_問題文 1_
対話行為の分類に関する文書抜粋によると、学習には意図をいくつ用いますか？
_問題文 2_
対話行為の分類に関する文書抜粋の「from sklearn.preprocessing import」から「GlobalMaxPooling1D, MaxPooling1D, TextVectorization)」までを、そのまま繰り返してください。

_文書抜粋_
# CNN, RNNを用いた対話行為の分類

CNNまたはRNNを用いて対話行為の分類を行う. データセットはATIS(Aierline Travel Information Systems):航空券予約のデータセットを用いる. このデータセットは4478個の学習用音声と893個のテスト用音声からなり, 21個の意図が含まれている. 学習にはこのうち17個の意図を用いる.

In [26]:
import os
import re

import numpy as np

from sklearn.preprocessing import LabelEncoder
from sklearn.model_selection import train_test_split
from tensorflow.keras.initializers import Constant
from tensorflow.keras.layers import (LSTM, Conv1D, Dense, Embedding, GlobalMaxPooling1D, MaxPooling1D, TextVectorization)
from tensorflow.keras.models import Sequential

## データセット, モデルの読み込み


In [3]:
# データセットとテストセットの先頭行, 形式が異なるため注意が必要

!head ./data/atis.train.w-intent.iob

BOS i want to fly from boston at 838 am and arrive in denver at 1110 in the morning EOS	 O O O O O O B-fromloc.city_name O B-depart_time.time I-depart_time.time O O O B-toloc.city_name O B-arrive_time.time O O B-arrive_time.period_of_day atis_flight
BOS what flights are available from pittsburgh to baltimore on thursday morning EOS	O O O O O O B-fromloc.city_name O B-toloc.city_name O B-depart_date.day_name B-depart_time.period_of_day atis_flight
BOS what is the arrival time in san francisco for the 755 am flight leaving washington EOS	O O O O B-flight_time I-flight_time O B-fromloc.city_name I-fromloc.city_name O O B-depart_time.time I-depart_time.time O O B-fromloc.city_name atis_flight_time
BOS cheapest airfare from tacoma to orlando EOS	O B-cost_relative O O B-fromloc.city_name O B-toloc.city_name atis_airfare
BOS round trip fares from pittsburgh to philadelphia under 1000 dollars EOS	O B-round_trip I-round_trip O O B-fromloc.city_name O B-toloc.city_name B-cost_relative B-fare_amo

In [4]:
!head ./data/atis.test.w-intent.iob

BOS O
i O
would O
like O
to O
find O
a O
flight O
from O
charlotte B-fromloc.city_name


In [5]:
# GloVe(学習済み単語埋め込み)のダウンロードと展開
!wget  https://nlp.stanford.edu/data/glove.6B.zip
!unzip glove.6B.zip -d data

--2022-04-09 15:53:11--  https://nlp.stanford.edu/data/glove.6B.zip
Resolving nlp.stanford.edu (nlp.stanford.edu)... 171.64.67.140
Connecting to nlp.stanford.edu (nlp.stanford.edu)|171.64.67.140|:443... connected.

_記録情報_

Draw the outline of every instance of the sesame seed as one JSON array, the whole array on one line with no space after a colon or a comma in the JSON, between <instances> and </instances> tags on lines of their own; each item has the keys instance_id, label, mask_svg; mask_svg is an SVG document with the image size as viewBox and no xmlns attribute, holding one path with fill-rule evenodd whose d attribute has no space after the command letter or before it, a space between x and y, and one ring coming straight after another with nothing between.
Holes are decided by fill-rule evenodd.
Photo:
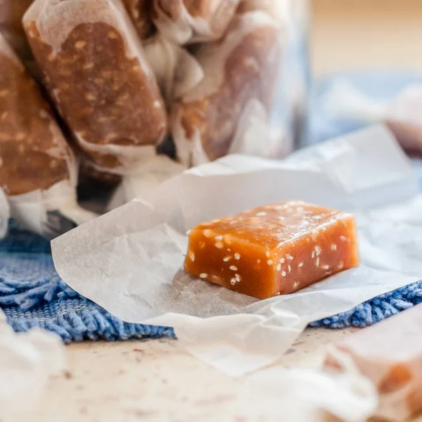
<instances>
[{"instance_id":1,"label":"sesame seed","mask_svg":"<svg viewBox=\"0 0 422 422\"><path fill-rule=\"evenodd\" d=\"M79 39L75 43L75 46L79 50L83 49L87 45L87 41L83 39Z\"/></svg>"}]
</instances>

* * *

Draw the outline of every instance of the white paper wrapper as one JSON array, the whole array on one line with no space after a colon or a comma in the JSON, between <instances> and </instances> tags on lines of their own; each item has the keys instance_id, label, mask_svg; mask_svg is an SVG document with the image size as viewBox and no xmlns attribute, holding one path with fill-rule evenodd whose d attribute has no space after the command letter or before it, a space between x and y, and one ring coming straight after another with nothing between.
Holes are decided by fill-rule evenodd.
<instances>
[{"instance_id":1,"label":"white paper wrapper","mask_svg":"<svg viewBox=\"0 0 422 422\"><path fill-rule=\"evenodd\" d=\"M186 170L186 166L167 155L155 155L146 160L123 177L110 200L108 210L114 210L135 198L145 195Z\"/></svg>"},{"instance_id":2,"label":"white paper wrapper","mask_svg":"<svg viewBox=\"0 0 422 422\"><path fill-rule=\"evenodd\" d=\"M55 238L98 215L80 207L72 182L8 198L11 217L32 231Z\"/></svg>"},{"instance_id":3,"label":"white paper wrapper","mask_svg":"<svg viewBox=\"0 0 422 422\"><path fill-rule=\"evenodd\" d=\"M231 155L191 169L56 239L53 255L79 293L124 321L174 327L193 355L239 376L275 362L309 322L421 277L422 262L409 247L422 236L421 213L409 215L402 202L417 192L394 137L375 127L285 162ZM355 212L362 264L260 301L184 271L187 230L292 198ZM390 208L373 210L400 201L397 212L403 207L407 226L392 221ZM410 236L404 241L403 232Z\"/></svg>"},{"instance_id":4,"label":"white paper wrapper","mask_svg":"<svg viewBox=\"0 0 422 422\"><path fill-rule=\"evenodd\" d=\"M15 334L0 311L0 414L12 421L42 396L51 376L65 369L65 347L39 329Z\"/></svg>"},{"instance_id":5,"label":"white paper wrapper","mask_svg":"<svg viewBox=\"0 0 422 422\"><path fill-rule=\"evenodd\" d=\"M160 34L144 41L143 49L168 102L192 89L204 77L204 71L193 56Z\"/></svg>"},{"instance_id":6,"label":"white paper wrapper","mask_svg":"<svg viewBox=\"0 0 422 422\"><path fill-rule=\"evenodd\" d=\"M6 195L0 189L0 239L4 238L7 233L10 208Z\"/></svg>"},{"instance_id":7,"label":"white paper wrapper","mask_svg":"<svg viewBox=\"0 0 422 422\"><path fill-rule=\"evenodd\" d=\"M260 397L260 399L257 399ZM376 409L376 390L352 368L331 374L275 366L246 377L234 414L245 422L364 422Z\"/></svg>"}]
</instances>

---

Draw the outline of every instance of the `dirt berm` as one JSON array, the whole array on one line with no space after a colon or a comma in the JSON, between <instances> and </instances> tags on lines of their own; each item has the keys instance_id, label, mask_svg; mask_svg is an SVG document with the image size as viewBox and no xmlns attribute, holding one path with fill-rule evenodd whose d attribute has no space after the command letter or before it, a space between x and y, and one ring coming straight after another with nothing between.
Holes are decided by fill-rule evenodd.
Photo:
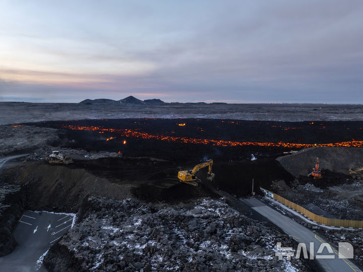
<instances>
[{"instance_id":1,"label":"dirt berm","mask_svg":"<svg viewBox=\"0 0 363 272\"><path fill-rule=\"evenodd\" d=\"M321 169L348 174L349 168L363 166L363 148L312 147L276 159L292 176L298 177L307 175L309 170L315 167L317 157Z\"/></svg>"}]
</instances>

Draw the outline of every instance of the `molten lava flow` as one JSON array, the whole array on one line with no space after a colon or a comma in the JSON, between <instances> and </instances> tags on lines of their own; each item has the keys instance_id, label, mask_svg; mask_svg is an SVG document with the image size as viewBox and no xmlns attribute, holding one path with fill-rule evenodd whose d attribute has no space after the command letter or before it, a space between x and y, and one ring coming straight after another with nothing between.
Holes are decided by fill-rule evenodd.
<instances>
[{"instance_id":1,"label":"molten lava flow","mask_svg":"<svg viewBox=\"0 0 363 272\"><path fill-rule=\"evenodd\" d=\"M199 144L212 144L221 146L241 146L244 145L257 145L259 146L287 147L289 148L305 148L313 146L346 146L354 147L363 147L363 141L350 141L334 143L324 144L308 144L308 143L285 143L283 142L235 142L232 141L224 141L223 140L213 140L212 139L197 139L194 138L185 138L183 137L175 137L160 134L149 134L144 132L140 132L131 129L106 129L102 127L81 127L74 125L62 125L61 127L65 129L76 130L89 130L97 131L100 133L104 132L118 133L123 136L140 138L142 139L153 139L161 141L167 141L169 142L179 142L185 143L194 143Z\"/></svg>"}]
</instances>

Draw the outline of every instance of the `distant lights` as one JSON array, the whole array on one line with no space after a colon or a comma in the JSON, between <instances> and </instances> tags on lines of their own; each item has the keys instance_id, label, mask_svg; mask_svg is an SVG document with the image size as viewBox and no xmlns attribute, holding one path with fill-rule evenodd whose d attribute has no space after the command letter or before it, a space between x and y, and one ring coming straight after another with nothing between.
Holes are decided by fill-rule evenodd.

_解答 1_
17個

_解答 2_
from sklearn.preprocessing import LabelEncoder
from sklearn.model_selection import train_test_split
from tensorflow.keras.initializers import Constant
from tensorflow.keras.layers import (LSTM, Conv1D, Dense, Embedding, GlobalMaxPooling1D, MaxPooling1D, TextVectorization)